_Given instruction_:
Could you filter the listing below down to the lines containing the word "white" and copy each of those lines unchanged?

Records from a point labeling set:
>>>>

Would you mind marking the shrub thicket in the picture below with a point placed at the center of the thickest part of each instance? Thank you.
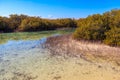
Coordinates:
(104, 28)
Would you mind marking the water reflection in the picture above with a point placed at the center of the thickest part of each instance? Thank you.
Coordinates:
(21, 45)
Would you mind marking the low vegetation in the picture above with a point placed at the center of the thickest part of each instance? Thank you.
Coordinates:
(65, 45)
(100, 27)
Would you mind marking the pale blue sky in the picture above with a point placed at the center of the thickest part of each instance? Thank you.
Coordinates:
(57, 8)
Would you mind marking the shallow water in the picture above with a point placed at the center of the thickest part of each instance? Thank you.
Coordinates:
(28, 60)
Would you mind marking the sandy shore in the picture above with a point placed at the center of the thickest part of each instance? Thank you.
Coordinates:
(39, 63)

<<<<
>>>>

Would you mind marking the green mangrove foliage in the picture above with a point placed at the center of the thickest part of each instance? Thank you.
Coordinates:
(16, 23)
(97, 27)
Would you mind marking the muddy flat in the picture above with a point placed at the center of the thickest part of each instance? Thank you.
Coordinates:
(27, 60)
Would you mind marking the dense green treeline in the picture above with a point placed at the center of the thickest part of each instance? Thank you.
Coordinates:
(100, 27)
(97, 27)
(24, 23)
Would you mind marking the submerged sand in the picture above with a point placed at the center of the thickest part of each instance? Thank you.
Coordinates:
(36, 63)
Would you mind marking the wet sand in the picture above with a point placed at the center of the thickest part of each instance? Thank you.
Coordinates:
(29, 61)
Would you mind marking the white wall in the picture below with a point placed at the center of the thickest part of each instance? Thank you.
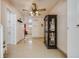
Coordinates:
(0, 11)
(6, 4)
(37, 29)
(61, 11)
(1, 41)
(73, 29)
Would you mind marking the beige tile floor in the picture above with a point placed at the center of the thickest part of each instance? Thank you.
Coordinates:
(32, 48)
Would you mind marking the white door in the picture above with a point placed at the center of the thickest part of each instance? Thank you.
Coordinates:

<<<<

_Result below_:
Would you mind marking the white wall in the picture below with a point placed at the center of the thickest part of each instance? Thank you.
Would you mind marking the white door in the picture above with a point placed at the center of the thickest part of each instance? Thank you.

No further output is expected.